╭─ Records provided

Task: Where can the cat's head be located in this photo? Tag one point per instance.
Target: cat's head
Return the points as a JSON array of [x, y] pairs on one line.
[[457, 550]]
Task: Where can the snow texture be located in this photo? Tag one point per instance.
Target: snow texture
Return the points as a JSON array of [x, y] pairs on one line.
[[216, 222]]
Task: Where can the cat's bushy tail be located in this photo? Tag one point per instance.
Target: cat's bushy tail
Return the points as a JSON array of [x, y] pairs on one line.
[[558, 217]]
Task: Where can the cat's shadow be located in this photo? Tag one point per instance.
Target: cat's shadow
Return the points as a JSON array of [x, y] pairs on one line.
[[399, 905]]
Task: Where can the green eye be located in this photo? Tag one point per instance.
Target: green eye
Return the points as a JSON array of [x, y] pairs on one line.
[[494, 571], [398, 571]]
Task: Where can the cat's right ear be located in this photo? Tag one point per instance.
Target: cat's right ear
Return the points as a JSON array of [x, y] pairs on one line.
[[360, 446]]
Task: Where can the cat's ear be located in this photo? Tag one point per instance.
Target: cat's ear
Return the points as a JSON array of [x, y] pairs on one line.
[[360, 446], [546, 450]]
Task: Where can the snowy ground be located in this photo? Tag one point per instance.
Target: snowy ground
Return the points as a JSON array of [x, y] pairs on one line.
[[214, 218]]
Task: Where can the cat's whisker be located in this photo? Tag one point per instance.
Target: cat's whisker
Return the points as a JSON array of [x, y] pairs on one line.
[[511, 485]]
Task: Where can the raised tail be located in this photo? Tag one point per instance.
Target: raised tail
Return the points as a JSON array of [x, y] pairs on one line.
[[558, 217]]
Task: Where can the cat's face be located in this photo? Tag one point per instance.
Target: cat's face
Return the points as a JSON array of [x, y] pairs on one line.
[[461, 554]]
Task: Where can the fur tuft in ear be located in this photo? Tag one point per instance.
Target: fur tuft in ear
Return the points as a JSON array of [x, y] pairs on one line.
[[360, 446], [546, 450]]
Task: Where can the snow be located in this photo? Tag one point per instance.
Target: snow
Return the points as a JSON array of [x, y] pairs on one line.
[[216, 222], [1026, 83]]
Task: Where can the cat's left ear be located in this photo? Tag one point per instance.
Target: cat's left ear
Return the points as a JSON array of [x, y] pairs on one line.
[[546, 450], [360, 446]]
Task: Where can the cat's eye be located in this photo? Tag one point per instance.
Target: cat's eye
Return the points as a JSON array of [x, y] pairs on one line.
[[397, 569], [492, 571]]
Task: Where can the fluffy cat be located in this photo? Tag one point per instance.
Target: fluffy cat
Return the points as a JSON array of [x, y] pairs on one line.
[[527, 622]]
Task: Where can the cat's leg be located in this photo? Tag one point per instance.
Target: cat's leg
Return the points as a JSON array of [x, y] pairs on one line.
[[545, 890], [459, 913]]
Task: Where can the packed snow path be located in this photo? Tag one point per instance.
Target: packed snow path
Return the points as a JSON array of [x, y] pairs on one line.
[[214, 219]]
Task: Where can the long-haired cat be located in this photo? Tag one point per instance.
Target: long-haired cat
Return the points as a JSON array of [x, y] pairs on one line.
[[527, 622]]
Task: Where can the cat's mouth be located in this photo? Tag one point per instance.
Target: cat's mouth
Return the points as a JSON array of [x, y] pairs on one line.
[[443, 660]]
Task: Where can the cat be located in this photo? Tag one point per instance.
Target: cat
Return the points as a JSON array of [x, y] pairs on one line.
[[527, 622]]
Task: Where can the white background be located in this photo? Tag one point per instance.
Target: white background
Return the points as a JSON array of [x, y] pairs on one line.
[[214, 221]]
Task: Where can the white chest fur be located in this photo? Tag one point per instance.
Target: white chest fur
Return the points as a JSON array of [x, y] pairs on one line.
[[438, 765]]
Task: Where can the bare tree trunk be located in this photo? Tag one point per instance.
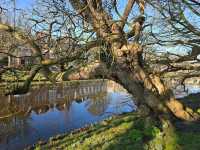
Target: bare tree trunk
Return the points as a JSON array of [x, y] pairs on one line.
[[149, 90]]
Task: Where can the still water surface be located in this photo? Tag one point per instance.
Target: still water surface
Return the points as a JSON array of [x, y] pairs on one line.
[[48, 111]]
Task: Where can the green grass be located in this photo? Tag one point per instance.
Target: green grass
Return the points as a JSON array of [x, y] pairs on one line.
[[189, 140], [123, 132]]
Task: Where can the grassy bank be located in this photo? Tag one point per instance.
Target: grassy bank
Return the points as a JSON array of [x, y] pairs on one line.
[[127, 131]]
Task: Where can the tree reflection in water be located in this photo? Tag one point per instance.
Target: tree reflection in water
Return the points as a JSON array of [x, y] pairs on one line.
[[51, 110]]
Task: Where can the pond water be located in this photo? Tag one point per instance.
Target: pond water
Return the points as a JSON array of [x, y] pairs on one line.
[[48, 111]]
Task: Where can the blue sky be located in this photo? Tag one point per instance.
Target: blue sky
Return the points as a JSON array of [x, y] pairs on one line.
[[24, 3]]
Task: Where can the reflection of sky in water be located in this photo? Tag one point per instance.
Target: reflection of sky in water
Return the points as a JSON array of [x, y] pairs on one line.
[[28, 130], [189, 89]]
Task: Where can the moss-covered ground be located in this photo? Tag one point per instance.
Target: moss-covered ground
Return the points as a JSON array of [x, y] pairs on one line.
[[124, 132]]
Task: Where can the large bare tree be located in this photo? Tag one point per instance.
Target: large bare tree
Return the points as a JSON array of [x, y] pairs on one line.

╰─
╭─ Records provided

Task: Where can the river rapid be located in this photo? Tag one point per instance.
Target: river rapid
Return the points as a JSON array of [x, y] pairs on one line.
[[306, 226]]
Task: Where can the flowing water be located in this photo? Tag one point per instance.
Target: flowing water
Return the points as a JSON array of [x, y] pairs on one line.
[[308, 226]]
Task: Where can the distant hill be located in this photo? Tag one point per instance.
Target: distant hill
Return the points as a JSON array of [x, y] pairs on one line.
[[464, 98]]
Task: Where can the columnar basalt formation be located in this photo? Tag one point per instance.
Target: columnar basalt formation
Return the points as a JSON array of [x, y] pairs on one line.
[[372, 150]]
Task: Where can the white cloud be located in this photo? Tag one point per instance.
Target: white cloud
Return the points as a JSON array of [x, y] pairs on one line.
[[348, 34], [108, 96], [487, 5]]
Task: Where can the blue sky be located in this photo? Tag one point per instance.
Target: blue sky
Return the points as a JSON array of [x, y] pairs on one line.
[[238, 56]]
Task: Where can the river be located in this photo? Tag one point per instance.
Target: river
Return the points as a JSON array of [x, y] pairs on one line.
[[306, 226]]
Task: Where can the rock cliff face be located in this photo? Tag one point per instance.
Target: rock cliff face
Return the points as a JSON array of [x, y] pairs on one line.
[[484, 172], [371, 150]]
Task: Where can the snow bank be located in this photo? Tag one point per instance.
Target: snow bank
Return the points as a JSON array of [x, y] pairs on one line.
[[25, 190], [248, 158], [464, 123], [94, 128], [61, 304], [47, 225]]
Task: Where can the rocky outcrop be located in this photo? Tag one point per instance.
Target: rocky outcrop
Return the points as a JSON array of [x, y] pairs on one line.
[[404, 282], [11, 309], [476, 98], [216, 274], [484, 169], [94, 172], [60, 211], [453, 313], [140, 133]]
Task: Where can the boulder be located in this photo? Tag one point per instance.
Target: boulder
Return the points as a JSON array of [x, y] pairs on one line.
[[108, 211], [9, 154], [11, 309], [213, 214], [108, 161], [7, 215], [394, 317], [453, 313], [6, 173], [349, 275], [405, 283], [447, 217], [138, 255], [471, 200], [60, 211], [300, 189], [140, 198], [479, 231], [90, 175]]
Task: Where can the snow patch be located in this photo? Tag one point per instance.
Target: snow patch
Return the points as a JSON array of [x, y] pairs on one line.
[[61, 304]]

╰─

#### What you need to do:
Quote word for word the material from the line with "Task: Where can the cat's head" to the line with "[[399, 905]]", including both of those lines.

#### Output for this task:
Task: Where can the cat's head be located in this photo? Tag one point per instance.
Target: cat's head
Return the points as a JSON array of [x, y] pairs on one line.
[[457, 550]]
Task: Where can the snow texture be located in this photo? Tag one point per instance.
Target: snow texture
Return the points as a JSON array of [x, y] pairs on one line.
[[216, 222]]
Task: Where can the cat's bushy tail be located in this photo? Tag one point per instance.
Target: cat's bushy tail
Return the points as a JSON array of [x, y] pairs on one line.
[[558, 217]]
Task: Where can the cat's shadow be located in this photo? Tag one point per instance.
Target: cat's shadow
Return the points as a JSON array of [x, y] pairs on one line.
[[399, 905]]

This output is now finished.